## Natural language region descriptions
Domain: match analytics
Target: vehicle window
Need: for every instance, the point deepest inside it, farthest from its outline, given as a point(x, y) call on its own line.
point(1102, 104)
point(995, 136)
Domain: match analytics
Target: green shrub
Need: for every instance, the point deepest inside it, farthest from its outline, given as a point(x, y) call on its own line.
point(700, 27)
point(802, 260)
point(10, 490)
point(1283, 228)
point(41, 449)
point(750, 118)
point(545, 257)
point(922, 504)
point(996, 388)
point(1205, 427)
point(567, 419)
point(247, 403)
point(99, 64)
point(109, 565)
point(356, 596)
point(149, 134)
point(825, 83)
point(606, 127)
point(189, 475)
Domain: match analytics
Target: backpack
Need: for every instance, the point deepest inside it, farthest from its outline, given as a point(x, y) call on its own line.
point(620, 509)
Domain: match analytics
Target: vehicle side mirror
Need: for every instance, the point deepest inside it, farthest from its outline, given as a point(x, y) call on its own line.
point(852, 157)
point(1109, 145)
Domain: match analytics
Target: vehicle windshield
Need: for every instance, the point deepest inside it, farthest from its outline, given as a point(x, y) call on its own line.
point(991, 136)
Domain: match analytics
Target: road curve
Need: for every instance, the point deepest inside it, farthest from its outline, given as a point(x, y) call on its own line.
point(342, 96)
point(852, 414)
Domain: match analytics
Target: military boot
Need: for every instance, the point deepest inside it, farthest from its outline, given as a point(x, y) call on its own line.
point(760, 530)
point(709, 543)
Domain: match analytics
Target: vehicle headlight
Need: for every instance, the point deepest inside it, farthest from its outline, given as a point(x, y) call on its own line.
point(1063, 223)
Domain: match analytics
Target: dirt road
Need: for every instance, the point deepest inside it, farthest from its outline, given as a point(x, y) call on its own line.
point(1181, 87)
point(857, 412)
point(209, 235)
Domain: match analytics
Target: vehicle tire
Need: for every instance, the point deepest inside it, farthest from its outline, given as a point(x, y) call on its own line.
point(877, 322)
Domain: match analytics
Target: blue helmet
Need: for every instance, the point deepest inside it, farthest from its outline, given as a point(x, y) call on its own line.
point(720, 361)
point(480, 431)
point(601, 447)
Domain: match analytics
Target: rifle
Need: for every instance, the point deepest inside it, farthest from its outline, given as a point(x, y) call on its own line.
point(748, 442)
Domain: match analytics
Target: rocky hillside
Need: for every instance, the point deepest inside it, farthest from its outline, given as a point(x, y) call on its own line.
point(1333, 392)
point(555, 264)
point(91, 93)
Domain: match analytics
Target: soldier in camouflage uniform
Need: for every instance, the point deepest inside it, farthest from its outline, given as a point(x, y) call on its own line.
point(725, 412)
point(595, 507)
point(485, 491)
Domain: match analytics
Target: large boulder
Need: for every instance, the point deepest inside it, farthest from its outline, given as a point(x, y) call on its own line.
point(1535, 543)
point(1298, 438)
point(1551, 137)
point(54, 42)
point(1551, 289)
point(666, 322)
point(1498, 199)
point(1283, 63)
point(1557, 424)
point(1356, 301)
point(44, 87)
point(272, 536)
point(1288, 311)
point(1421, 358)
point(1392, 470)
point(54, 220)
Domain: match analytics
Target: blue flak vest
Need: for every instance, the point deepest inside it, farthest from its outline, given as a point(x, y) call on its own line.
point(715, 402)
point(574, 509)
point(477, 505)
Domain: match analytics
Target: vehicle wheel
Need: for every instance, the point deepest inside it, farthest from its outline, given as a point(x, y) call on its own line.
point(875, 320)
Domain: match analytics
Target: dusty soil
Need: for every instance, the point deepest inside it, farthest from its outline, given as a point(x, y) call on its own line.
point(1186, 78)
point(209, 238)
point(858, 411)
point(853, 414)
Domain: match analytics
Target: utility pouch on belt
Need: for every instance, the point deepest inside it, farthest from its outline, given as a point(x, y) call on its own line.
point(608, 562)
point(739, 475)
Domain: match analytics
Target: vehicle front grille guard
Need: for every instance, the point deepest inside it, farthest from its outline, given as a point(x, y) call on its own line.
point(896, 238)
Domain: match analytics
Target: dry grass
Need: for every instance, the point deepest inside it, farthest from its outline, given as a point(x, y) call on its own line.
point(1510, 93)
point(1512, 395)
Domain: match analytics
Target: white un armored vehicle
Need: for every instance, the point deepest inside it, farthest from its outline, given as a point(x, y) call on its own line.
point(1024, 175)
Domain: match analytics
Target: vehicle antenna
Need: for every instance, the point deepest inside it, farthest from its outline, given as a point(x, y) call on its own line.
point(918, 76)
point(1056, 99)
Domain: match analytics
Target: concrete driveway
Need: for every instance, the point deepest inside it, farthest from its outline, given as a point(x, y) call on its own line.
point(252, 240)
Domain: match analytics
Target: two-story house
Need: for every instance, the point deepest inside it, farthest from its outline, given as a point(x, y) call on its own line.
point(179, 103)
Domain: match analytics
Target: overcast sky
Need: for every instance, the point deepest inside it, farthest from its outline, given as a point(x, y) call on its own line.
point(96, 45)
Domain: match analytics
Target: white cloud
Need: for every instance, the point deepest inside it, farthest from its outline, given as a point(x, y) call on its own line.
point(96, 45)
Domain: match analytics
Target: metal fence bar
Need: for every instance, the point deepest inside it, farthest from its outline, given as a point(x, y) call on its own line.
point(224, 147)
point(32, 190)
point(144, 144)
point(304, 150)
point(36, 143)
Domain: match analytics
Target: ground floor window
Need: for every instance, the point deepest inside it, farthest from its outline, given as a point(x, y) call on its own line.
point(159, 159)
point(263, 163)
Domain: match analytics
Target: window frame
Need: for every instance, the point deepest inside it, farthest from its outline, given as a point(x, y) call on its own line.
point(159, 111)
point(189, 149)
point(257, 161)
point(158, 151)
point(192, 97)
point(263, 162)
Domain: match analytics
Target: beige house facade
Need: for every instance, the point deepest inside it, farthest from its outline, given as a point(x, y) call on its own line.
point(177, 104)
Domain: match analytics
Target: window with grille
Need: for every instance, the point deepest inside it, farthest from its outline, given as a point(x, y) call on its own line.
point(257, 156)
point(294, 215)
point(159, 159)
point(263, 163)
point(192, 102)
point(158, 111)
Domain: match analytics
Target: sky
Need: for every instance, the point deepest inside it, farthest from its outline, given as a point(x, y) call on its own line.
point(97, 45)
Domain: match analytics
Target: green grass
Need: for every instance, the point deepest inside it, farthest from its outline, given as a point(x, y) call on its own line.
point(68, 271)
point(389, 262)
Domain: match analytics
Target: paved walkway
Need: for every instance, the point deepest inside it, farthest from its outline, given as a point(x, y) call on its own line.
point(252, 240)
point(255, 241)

## Requirement
From the data above, return every line from the line that has "Target: green grass" up to and including the line that has "Target: paved walkway", exactly.

## Solved problem
Target: green grass
Need: for every instance, the point deepest inside it, farthest from its outline, given as a point(x, y) call on its own line.
point(68, 271)
point(389, 262)
Domain: match analytics
Target: paved walkway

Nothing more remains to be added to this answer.